*Provided text*
Age of Empires II Definitive Edition ★★★ | Review

Real-time strategy games got simpler over time. The genre, which combined base-building with action, began to focus exclusively on the latter. But during its golden age, it was possible to go in the opposite direction. Age of Empires II dared to add the features of civilization games to the pressure of real time tactics. Rough, unadulterated and, yet, beautifully remixed by its Definitive Edition; it delivers on its promise, though not without flaws.

CIVILIZATION IN REAL TIME

The beauty of Age of Empires II lies in the importance it gives to its villagers. Backbone of any kingdom, it’s the only unit capable of both building and collecting resources. Their number dwarfs that of armies and keeping them alive is your main priority. As long as they are safe, you can keep advancing your civilization. Once they die, your military will eventually wither, unable to receive the reinforcements they need.

Unlike other games, buildings in Age of Empires II are hard to destroy. Unless you have siege or huge numbers, you won’t tear them down with a sword. Hence, houses and markets can be built so as to act as a wall. Building in such a way that they keep enemies out, and your villagers defended, is a unique spatial puzzle. It makes the economic side, relegated to second tier-status in most RTS, as central as fighting.

Most importantly, buildings can be used in offense, too. Rushing with ten villagers forwarding and building a castle in the opponent’s face might seem silly, but it’s an effective strategy. Forward towers, sneaky bases and quickly building a wall to prevent an enemy horde from coming into your base are all key uses of villagers. And when push comes to shove, they can defend themselves, or even tear a building down!

Of course, you would rather gather resources with them. And that’s tricky. Different strategies require different amounts of food, wood, stone and gold and each of these will be found in a different part of the map. If you don’t fight for it, you’ll eventually be boxed and lose control. Gold runs out quickly and lumberjacks constantly need new forests to chop down. Gaining a foothold or disrupting the opponent’s economy is the key to win.

*Entries provided*
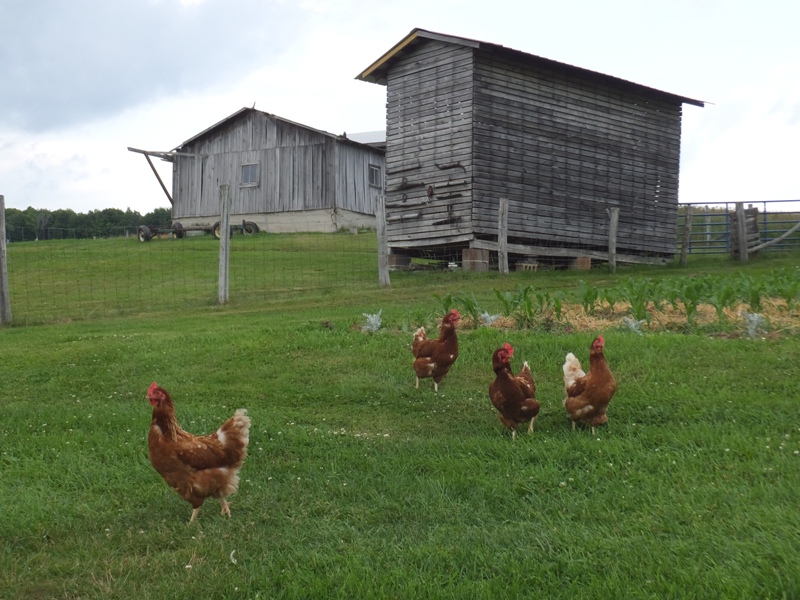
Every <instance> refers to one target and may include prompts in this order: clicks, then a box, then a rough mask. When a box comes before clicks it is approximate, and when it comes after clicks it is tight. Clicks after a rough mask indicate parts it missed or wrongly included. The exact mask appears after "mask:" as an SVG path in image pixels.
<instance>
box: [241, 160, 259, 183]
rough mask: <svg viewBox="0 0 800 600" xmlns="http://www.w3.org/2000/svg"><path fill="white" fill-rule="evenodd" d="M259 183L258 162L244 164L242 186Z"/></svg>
mask: <svg viewBox="0 0 800 600" xmlns="http://www.w3.org/2000/svg"><path fill="white" fill-rule="evenodd" d="M256 185H258V164H253V165H242V186H256Z"/></svg>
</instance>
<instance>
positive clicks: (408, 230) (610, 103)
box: [357, 29, 703, 264]
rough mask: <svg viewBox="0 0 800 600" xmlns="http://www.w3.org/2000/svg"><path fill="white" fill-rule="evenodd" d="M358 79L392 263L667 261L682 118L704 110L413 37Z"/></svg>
mask: <svg viewBox="0 0 800 600" xmlns="http://www.w3.org/2000/svg"><path fill="white" fill-rule="evenodd" d="M357 79H360V80H363V81H368V82H373V83H378V84H382V85H385V86H386V91H387V105H386V106H387V114H386V200H385V207H386V227H387V229H386V234H387V241H388V245H389V248H390V252H391V253H392V254H393V255H395V256H393V257H390V258H393V259H394V260H393V261H392V262H393V263H394V264H401V263H402V260H403V259H406V260H407V257H409V256H431V255H436V254H447V255H450V254H452V253H453V252H463V253H464V257H466V256H467V252H469V256H470V259H471V261H472V260H473V259H475V258H476V257H477V259H478V260H480V261H488V260H489V257H490V256H491V251H496V250H497V249H498V242H499V238H500V237H501V236H500V231H501V230H498V223H499V221H498V206H499V201H500V199H501V198H507V199H508V221H507V223H508V224H507V230H505V231H504V233H505V235H506V236H507V238H506V240H505V241H504V243H507V244H508V251H509V254H510V255H511V257H512V262H513V261H514V260H520V261H523V260H524V261H531V260H535V257H551V258H550V260H554V259H553V258H552V257H562V259H570V258H573V259H575V258H582V260H585V259H586V257H589V258H596V259H605V258H607V257H608V249H609V213H610V212H611V211H610V210H609V209H611V208H614V207H616V208H618V209H619V221H618V230H617V241H616V248H617V260H620V261H628V262H654V263H661V262H664V261H666V260H668V259H671V258H672V257H673V256H674V254H675V249H676V233H677V232H676V228H677V209H678V174H679V166H680V142H681V111H682V107H683V105H684V104H691V105H695V106H700V107H702V106H703V102H700V101H698V100H692V99H690V98H685V97H682V96H677V95H675V94H670V93H667V92H662V91H659V90H655V89H652V88H649V87H645V86H643V85H638V84H635V83H632V82H629V81H625V80H622V79H618V78H616V77H611V76H608V75H603V74H600V73H596V72H593V71H589V70H586V69H582V68H578V67H574V66H570V65H567V64H563V63H559V62H556V61H553V60H549V59H545V58H541V57H538V56H534V55H531V54H527V53H524V52H520V51H517V50H512V49H510V48H506V47H503V46H500V45H497V44H490V43H486V42H480V41H476V40H472V39H466V38H462V37H455V36H451V35H442V34H439V33H434V32H431V31H426V30H423V29H414V30H413V31H412V32H411V33H410V34H408V35H407V36H406V37H405V38H404V39H402V40H401V41H400V42H398V43H397V44H396V45H395V46H394V47H392V48H391V49H390V50H389V51H388V52H386V53H385V54H384V55H383V56H381V57H380V58H379V59H378V60H376V61H375V62H374V63H372V65H370V66H369V67H368V68H367V69H366V70H364V71H363V72H362V73H361V74H360V75H358V76H357Z"/></svg>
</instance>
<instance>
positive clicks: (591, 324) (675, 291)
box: [437, 267, 800, 334]
mask: <svg viewBox="0 0 800 600" xmlns="http://www.w3.org/2000/svg"><path fill="white" fill-rule="evenodd" d="M493 291H494V293H495V296H496V298H497V300H498V301H499V302H500V313H499V314H495V315H493V314H490V313H489V312H488V311H487V310H484V308H483V307H482V305H481V303H480V301H479V300H478V299H477V297H476V296H475V294H474V293H472V294H464V293H460V294H447V295H445V296H437V298H438V299H439V301H440V303H441V306H440V309H441V310H442V311H444V312H446V311H448V310H450V309H451V308H457V309H458V310H459V311H460V312H462V317H464V326H465V327H473V328H476V327H481V326H498V325H500V326H512V327H517V328H521V329H526V328H541V327H545V328H552V327H554V326H556V325H558V324H560V325H562V326H570V325H576V323H575V321H576V320H582V321H584V322H586V323H587V324H590V325H589V326H590V327H594V326H595V325H596V323H595V322H596V320H597V319H600V318H603V317H605V318H606V319H608V318H609V317H615V316H616V317H618V319H617V320H618V321H620V322H621V323H622V324H623V325H625V326H627V327H629V328H631V329H633V330H635V331H637V332H639V333H641V330H642V328H643V327H647V326H650V324H651V320H652V318H653V316H654V315H658V314H669V317H670V320H671V321H672V322H676V321H677V320H679V319H680V320H681V321H682V324H681V326H680V327H678V328H679V329H687V328H689V329H691V328H694V327H697V326H699V325H700V323H698V316H699V315H700V314H704V315H705V314H709V312H710V314H713V315H715V319H714V321H715V322H714V323H713V324H714V325H715V326H716V327H722V328H725V327H732V326H733V324H732V323H731V321H732V320H733V319H732V318H731V316H732V315H735V316H736V317H737V319H738V320H739V321H740V322H744V323H745V324H748V331H749V332H750V333H751V334H752V333H754V332H755V331H756V330H758V329H763V328H764V327H765V326H766V325H767V324H768V319H767V318H766V315H764V314H762V313H770V314H771V313H775V314H779V315H781V316H782V317H783V318H784V319H788V320H794V321H798V320H800V316H799V315H798V314H797V310H796V309H798V304H800V267H795V268H791V269H784V270H783V271H779V272H777V273H775V275H774V276H771V277H763V276H762V277H756V276H752V275H745V274H739V275H736V276H721V275H699V276H683V277H677V278H671V279H662V280H657V279H653V278H649V277H636V278H630V279H626V280H624V281H621V282H620V283H619V284H617V285H613V286H609V287H598V286H594V285H592V284H591V283H587V282H585V281H579V282H578V287H577V289H576V290H574V291H567V292H565V291H561V290H558V291H550V290H546V289H536V288H535V287H534V286H533V285H521V284H520V285H518V286H517V288H516V289H515V290H512V291H503V290H500V289H494V290H493ZM711 308H713V311H711V310H710V309H711ZM707 321H708V319H704V323H707ZM593 323H594V325H593Z"/></svg>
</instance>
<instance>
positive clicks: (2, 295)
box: [0, 194, 11, 325]
mask: <svg viewBox="0 0 800 600" xmlns="http://www.w3.org/2000/svg"><path fill="white" fill-rule="evenodd" d="M6 323H11V297H10V295H9V291H8V263H7V262H6V199H5V196H3V195H2V194H0V325H4V324H6Z"/></svg>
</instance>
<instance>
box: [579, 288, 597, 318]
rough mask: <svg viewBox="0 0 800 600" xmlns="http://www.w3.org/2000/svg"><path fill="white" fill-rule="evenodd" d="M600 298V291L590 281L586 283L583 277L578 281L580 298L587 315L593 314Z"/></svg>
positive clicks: (585, 311) (590, 314) (584, 309)
mask: <svg viewBox="0 0 800 600" xmlns="http://www.w3.org/2000/svg"><path fill="white" fill-rule="evenodd" d="M599 299H600V293H599V292H598V290H597V288H596V287H594V286H593V285H592V284H590V283H586V282H585V281H584V280H583V279H581V280H580V281H579V282H578V300H579V301H580V303H581V306H582V307H583V311H584V312H585V313H586V314H587V315H593V314H594V309H595V308H596V306H597V301H598V300H599Z"/></svg>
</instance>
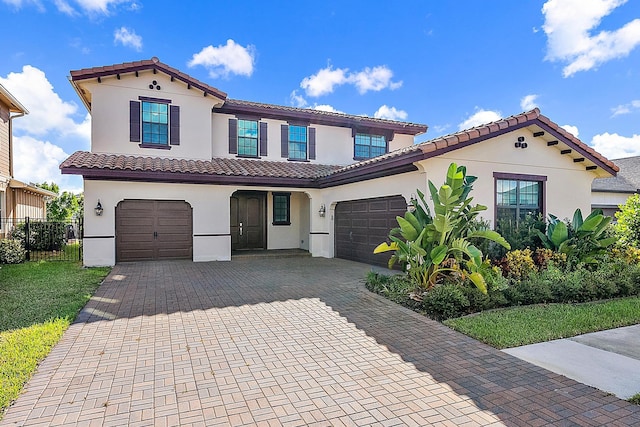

*Instruction A*
Find every line in the listing that contains the word "positive" and copy each one.
*Instruction B*
Continue the Age of Empires II Definitive Edition review from the point where it stops.

*Answer area A*
positive clicks: (408, 230) (610, 103)
positive clicks: (591, 324) (675, 291)
positive clicks: (2, 295)
positive clicks: (585, 311) (590, 314) (584, 309)

*Answer area B*
Since this is done in real time, the pressure is immense. Matches are long, but there’s never enough time to do everything. Building while attacking, aiming siege while farming, saving your villagers while killing those of your opponent’s…there’s never a moment of pause. Sometimes you must make a choice between properly organized farms and not looking away for too long when in battle.

But villagers are just the main component. This Civilization-like approach gives way to some interesting variety. Monks can heal and cover units to our side. Research at the university gives us more resistant buildings and access to gunpowder. And while Mangonels deal massive damage to units, that includes our own! There’s room for more varied designs than in a typical RTS.

What I love the most, though, are the different maps. The focus on building makes each terrain a different challenge. Some maps are open, promoting fast cavalry and aggression. Others promote turtling, fighting for the middle or seafaring. The community has even made its own wacky maps, with exploding villagers or where space is incredibly limited and opponents start right next to each other. The real time element connects this virtual reality more directly to the player than turns would.

NOT WORKING TOGETHER

However, this mixture of strategy and action has its own flaws. Thoughtful consideration and quick reflexes do not always blend as well as we could hope. Most notably, managing units in combat can be a bit of a chore. Unless you keep your mouse at them at all times, your troops may happily choose to suicide against the enemy or chase down a scout across the entire map.

Even though I’m markedly above average in the ranked ladder and have put hundreds of matches into the game, I still don’t feel I have gotten the hang of it. I’m not good enough yet to play the “real game” where matches are decided by decisions and proper micromanagement rather than mistakes. Once the unit count leaves the double digits, I feel the game spirals out of control.

Some situations that come up regularly aren’t too fun. Is it fun to lose because you didn’t see the hole in your wall? Do you feel correct in winning because your opponent took half a second longer to look at your siege? Pathing is awkward, with units bumping into each other as they try to strike. Not recognizing the civilization you are up against is punished by death.

Age of Empires II has a strange sense of balance, where the practical and the theoretical don’t always match. In essence, there are two main units: Archers and Cavalry. The first is powerful because they shoot at a distance. The second is good because they can close that distance. The militia line, burdened by their swords, fail at either and hence struggle to see play.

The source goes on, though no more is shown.